>> start Material for this task

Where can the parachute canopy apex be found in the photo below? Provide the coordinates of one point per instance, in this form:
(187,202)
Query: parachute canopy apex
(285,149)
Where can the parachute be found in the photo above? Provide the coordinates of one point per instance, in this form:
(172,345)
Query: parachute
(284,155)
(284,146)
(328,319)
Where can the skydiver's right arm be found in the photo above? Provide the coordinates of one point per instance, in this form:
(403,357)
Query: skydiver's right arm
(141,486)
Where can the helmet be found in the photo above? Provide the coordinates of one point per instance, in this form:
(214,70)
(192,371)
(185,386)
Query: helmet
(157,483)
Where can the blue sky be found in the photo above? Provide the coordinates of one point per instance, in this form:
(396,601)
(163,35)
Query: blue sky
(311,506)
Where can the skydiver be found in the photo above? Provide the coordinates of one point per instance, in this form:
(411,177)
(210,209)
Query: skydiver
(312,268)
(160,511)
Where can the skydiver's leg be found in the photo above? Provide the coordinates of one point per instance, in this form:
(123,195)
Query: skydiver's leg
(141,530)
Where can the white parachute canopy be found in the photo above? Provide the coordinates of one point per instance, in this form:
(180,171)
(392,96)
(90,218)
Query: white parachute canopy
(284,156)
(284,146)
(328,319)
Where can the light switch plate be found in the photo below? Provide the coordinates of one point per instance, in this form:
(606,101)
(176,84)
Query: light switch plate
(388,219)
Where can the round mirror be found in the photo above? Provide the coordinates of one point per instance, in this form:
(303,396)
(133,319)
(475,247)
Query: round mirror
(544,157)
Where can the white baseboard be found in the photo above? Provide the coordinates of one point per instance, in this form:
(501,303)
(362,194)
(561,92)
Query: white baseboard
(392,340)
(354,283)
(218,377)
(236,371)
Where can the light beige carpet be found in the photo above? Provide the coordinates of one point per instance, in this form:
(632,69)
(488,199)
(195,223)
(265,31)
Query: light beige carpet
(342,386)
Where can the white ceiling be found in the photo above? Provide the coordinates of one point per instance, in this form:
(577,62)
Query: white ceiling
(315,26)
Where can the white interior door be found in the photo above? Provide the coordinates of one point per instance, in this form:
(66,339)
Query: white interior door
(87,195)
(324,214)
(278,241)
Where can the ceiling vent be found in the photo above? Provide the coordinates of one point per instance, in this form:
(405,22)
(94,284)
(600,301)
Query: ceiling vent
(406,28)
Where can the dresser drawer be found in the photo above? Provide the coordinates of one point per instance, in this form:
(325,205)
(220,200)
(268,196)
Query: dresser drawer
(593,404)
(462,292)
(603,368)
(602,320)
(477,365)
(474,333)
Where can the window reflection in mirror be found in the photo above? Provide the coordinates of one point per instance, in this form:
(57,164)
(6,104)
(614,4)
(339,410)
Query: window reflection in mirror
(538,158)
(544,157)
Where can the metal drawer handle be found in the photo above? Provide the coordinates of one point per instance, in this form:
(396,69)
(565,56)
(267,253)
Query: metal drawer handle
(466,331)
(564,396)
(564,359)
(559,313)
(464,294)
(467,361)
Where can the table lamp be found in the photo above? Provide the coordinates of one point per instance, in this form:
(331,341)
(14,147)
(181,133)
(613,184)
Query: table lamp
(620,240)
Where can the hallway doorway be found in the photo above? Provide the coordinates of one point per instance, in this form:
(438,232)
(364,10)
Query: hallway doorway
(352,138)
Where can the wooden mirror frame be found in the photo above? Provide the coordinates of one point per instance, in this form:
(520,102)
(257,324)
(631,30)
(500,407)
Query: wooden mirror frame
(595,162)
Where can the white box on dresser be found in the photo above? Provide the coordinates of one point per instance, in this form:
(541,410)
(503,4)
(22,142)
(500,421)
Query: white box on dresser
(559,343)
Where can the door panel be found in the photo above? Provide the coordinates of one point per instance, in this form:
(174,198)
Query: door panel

>> end Material for this task

Retype only the lines running from the line with "Where can the metal" to the end of the listing, including both of those lines.

Where can the metal drawer handle be found in the photo above? Provide the coordinates of one point per instance, in this form:
(396,69)
(565,56)
(267,253)
Query: metal drawer handle
(466,331)
(564,396)
(564,359)
(559,313)
(464,294)
(467,361)
Where can the table lamp be found in the photo above? Provide the coordinates of one point per instance, in this form:
(331,341)
(14,147)
(181,133)
(613,184)
Query: table lamp
(620,240)
Where can the hallway doorway be found in the photo above? Provide the coordinates of one point per instance, in this form:
(438,232)
(364,10)
Query: hallway doorway
(352,138)
Where can the wooden mirror frame be found in the photo above? Provide the coordinates of one point per instance, in this form:
(520,102)
(257,324)
(631,30)
(500,407)
Query: wooden mirror frame
(595,162)
Where can the white box on dresser be found in the photo above? Provide the coordinates of one point per instance, in this form:
(541,410)
(503,4)
(22,142)
(500,421)
Query: white box on dresser
(559,343)
Where can the door panel be found in the photo above? Provide the coordinates of one point per instance, in this form:
(174,198)
Query: door panel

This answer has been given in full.